OBIETTIVO A ▸ Riassumi in due frasi l'articolo sulle tradizioni dei defunti a Biancavilla.
OBIETTIVO B ▸ Stampa il passo dell'articolo sulle tradizioni dei defunti a Biancavilla che comincia con "Arriva novembre. Anche" e termina con "via Vittorio Emanuele.".

PAGINA ▸
Cultura
Quando i “muttuzzi” portavano dolci, “carrioli” di legno e bambole di pezza
Per la commemorazione dei defunti, tradizioni e ritualità che a Biancavilla erano riservate ai bambini


Arriva novembre. Anche a Biancavilla le piogge e il freddo si fanno più insistenti, le giornate sono sempre più uggiose e i maglioni di lana prendono il posto delle magliette e delle camicie estive. L’inverno è ormai alle porte: lo rivelano gli alberi spogli di via Vittorio Emanuele.
Eppure questo periodo da sempre porta con sé una “magia” particolare. Magia che niente ha a che vedere con streghe e zucche (anche se negli ultimi decenni tali “importazioni” hanno raggiunto anche noi). È bensì sinonimo di incanto, capace di rapire la fantasia dei più piccoli e catturarli con doni e racconti che hanno l’obiettivo (esplicativo ed educativo) di far sentire presente chi ormai non è più tra noi: i defunti.

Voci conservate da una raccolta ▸
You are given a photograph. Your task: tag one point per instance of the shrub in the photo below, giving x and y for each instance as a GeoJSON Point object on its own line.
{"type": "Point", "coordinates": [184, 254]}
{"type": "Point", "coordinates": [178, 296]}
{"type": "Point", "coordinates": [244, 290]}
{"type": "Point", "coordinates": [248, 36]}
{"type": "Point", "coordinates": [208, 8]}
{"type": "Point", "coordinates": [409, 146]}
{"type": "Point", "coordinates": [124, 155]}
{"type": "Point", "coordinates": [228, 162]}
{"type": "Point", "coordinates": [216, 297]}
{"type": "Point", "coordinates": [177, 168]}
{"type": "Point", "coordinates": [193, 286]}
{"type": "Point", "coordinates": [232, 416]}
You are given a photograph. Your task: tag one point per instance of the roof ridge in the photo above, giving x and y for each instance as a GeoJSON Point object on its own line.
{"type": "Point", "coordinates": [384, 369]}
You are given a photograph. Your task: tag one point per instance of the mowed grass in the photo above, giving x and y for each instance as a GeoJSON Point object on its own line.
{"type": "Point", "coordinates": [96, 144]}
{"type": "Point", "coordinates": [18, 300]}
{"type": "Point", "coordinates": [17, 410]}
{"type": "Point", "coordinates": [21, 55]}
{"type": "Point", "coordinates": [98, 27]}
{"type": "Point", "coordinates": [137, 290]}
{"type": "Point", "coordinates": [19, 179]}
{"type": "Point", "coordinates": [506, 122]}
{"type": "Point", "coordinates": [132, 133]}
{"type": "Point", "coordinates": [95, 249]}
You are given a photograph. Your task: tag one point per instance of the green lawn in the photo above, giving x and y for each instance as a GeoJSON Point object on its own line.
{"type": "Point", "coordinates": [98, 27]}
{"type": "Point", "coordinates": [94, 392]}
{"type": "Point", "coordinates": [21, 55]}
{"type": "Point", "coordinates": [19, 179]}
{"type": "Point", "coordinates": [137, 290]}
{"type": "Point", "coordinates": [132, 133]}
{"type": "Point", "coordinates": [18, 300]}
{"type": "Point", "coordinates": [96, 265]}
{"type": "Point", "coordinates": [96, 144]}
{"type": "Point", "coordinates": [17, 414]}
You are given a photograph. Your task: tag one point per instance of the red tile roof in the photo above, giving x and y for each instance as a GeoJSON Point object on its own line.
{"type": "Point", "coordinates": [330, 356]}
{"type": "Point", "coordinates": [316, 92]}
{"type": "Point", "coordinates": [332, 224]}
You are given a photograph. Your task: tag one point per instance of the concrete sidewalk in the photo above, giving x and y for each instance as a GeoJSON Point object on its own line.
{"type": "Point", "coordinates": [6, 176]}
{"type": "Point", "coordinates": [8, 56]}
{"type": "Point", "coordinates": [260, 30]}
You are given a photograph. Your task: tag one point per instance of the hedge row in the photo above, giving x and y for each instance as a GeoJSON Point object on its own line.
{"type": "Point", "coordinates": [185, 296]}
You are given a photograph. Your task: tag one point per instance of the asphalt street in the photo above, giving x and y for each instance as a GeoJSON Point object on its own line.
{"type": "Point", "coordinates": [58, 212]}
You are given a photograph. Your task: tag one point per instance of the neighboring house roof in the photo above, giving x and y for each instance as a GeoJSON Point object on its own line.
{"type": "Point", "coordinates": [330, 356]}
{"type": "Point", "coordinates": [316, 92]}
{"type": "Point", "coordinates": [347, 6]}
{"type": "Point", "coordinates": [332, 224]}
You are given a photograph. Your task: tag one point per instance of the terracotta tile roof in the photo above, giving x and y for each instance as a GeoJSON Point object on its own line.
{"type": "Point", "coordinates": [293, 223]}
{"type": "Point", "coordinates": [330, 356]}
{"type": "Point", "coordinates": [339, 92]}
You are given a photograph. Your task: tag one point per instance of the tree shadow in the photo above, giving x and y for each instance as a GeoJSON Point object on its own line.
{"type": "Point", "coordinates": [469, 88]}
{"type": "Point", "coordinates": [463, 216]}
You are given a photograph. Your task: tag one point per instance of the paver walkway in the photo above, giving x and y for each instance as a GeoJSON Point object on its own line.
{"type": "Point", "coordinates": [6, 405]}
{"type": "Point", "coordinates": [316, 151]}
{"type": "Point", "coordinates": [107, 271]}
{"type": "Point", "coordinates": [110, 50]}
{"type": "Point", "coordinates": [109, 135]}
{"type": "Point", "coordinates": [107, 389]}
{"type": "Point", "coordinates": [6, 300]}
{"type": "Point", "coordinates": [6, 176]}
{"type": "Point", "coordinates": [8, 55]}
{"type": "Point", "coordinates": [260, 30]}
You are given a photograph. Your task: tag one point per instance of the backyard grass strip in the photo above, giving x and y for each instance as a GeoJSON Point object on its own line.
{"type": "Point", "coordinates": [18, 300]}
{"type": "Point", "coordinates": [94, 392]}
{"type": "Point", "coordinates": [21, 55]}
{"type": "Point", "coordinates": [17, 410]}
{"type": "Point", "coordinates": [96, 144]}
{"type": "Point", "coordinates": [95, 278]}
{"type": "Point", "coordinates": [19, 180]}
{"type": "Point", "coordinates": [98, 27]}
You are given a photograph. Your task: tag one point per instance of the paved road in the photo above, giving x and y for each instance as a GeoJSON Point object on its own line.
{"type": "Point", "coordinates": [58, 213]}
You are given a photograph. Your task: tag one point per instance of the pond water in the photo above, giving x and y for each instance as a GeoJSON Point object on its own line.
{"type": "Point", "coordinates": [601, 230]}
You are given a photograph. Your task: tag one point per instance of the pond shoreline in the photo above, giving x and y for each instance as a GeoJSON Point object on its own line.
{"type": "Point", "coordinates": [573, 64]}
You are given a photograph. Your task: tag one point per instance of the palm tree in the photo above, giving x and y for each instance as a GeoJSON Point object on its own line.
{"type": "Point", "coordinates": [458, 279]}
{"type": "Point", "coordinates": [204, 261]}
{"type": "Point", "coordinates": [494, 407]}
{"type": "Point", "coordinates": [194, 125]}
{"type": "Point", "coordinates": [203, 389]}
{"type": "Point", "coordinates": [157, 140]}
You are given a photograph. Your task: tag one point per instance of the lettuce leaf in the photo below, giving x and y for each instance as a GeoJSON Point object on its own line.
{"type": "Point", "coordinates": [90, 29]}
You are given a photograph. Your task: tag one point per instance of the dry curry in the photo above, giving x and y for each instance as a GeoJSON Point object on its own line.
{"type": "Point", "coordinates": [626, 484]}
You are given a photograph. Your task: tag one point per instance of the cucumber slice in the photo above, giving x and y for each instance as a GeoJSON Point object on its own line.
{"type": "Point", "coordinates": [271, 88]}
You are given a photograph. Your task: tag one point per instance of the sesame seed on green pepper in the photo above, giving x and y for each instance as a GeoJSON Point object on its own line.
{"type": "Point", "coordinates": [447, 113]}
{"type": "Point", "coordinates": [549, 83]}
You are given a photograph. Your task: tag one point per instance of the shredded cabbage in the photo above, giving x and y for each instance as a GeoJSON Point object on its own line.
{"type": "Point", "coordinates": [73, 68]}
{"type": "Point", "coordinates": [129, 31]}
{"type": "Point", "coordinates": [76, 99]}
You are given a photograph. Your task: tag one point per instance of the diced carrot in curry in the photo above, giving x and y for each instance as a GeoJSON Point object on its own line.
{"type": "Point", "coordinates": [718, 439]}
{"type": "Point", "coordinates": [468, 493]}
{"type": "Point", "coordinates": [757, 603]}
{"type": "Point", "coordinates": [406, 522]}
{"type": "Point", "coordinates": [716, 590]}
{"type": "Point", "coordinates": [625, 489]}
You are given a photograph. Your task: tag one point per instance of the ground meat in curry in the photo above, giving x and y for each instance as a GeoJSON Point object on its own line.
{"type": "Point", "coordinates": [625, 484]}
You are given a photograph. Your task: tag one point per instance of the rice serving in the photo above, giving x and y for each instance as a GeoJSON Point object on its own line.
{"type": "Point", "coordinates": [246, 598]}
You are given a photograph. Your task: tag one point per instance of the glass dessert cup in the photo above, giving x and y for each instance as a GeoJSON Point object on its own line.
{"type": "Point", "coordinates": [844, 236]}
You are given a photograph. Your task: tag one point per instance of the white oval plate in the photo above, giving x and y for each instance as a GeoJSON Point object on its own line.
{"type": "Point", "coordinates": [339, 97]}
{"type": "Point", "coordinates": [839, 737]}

RISPOSTA SCRITTA A ▸ A novembre Biancavilla si fa piovosa, fredda e uggiosa: si indossano i maglioni di lana e gli alberi di via Vittorio Emanuele sono ormai spogli. Questo periodo porta però con sé una "magia" che non riguarda streghe e zucche, ma un incanto che conquista i più piccoli con doni e racconti pensati per far sentire presenti i defunti.

RISPOSTA SCRITTA B ▸
Arriva novembre. Anche a Biancavilla le piogge e il freddo si fanno più insistenti, le giornate sono sempre più uggiose e i maglioni di lana prendono il posto delle magliette e delle camicie estive. L’inverno è ormai alle porte: lo rivelano gli alberi spogli di via Vittorio Emanuele.